- Task statement
Copy the lines below verbatim, beginning with the line that includes "Please mark the guardrail" and continuing to the end; leave out everything before it.

- Supplied information

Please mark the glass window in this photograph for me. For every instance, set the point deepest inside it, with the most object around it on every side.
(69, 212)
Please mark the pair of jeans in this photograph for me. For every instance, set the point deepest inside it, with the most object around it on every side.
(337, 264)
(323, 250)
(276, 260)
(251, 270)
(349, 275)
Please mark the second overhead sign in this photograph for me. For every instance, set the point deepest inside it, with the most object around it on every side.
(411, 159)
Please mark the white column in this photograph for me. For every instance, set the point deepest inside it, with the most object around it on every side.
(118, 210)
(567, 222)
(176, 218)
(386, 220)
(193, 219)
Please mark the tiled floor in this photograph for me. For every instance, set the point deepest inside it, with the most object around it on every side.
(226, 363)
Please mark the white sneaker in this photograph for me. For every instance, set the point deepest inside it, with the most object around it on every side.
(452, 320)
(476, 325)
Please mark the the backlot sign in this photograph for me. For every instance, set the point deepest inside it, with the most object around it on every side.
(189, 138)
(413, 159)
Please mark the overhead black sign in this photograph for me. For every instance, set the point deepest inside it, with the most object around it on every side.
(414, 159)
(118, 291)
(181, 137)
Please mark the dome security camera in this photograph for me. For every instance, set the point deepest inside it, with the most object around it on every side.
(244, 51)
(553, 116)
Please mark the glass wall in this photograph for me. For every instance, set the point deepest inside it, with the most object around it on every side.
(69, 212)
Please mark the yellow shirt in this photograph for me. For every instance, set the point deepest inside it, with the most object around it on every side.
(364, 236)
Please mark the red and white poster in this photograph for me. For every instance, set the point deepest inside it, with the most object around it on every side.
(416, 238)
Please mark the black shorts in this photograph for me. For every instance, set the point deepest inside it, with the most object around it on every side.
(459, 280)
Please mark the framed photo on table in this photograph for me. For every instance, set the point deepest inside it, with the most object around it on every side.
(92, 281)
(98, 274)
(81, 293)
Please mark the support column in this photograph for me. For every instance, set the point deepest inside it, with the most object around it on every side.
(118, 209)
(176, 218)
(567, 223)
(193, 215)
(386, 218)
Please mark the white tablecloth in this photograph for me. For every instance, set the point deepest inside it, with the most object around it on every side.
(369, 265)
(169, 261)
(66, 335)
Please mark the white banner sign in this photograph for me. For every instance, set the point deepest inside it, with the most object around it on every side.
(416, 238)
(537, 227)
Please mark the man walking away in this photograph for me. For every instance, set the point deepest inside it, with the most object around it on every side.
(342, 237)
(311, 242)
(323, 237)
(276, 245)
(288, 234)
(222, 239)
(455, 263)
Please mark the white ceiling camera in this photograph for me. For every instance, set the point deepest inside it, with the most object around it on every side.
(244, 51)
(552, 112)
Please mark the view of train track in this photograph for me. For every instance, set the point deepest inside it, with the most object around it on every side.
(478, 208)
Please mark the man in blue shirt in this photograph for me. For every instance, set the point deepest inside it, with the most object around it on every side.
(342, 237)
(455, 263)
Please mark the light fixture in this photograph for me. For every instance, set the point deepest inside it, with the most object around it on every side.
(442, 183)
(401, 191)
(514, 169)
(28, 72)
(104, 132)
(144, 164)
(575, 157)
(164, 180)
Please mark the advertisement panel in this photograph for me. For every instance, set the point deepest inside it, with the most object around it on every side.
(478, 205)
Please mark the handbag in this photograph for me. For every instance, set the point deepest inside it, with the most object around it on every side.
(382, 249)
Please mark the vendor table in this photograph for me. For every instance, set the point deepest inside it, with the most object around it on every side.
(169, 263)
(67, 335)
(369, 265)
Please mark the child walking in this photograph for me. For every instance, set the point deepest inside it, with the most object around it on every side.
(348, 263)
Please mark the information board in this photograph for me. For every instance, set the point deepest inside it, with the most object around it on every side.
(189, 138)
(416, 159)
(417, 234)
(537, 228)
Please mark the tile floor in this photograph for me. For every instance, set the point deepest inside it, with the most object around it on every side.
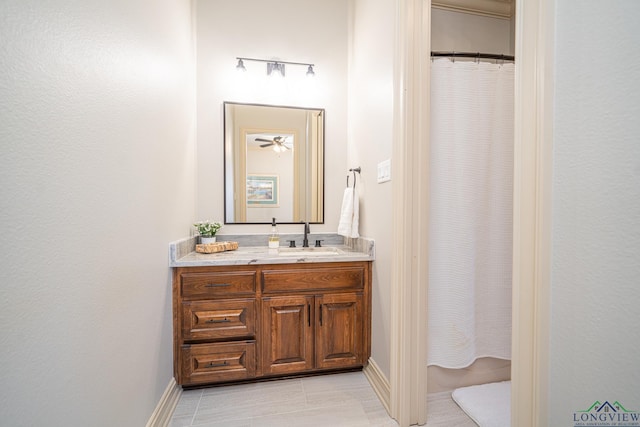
(322, 401)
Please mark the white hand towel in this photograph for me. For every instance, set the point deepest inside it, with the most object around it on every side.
(349, 214)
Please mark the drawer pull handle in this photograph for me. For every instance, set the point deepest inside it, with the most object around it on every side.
(225, 320)
(216, 365)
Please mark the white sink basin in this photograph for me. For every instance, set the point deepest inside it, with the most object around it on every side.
(307, 252)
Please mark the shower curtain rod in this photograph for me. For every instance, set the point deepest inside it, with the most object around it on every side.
(477, 55)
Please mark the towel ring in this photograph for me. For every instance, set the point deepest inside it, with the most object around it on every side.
(354, 170)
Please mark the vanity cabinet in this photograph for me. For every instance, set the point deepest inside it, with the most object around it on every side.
(234, 323)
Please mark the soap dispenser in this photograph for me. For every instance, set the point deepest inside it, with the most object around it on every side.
(274, 237)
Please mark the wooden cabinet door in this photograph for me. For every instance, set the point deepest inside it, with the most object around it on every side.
(287, 334)
(339, 332)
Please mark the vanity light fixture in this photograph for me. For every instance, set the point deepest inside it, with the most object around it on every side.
(275, 67)
(310, 72)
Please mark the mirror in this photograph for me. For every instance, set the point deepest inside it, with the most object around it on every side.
(274, 164)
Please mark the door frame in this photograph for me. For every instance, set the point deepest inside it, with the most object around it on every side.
(531, 221)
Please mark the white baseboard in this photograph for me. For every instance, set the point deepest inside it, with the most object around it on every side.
(163, 412)
(380, 383)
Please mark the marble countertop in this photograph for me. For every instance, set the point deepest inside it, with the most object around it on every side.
(182, 253)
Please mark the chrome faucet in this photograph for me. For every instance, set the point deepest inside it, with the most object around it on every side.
(305, 240)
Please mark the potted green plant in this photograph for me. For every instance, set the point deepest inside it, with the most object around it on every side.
(207, 230)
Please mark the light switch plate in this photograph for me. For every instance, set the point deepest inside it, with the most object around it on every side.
(384, 171)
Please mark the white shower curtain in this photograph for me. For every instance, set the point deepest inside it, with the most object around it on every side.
(470, 228)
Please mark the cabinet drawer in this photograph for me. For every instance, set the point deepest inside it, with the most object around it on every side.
(207, 363)
(313, 279)
(218, 319)
(218, 284)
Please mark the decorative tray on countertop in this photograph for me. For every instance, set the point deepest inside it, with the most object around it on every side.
(210, 248)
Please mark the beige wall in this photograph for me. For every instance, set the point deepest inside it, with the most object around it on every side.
(97, 107)
(594, 334)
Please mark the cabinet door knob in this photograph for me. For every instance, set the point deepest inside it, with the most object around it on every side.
(216, 365)
(225, 320)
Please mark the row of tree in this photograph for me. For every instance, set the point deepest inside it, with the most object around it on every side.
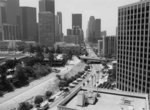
(37, 101)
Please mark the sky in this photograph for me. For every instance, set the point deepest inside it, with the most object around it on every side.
(106, 10)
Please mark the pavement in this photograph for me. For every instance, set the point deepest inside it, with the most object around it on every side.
(37, 87)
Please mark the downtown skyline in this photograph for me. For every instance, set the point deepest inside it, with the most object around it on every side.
(97, 8)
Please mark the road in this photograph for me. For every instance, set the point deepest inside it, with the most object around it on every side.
(37, 87)
(95, 68)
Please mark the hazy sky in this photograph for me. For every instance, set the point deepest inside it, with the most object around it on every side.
(105, 9)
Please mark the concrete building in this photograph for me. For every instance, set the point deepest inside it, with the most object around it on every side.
(46, 29)
(94, 30)
(71, 39)
(100, 47)
(58, 27)
(69, 32)
(134, 47)
(13, 17)
(77, 20)
(59, 14)
(3, 18)
(103, 34)
(98, 29)
(77, 32)
(47, 5)
(109, 46)
(10, 18)
(47, 22)
(28, 24)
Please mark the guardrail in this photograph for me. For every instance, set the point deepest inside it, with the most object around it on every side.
(64, 108)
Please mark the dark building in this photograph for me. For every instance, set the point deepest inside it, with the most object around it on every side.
(29, 26)
(47, 27)
(77, 20)
(94, 30)
(109, 46)
(69, 32)
(58, 27)
(133, 68)
(46, 30)
(10, 20)
(47, 5)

- Solution to the exercise
Please mark the guardrail in this photograph for me. For every instance, set the point deepest inside it, with the most object around it on every side.
(64, 108)
Please mark the dark building in this photograph for me. For every instance, set the point deepest inside it, with the most object around it on every side.
(29, 26)
(47, 27)
(77, 20)
(94, 30)
(109, 46)
(69, 32)
(58, 27)
(133, 68)
(46, 30)
(10, 20)
(47, 5)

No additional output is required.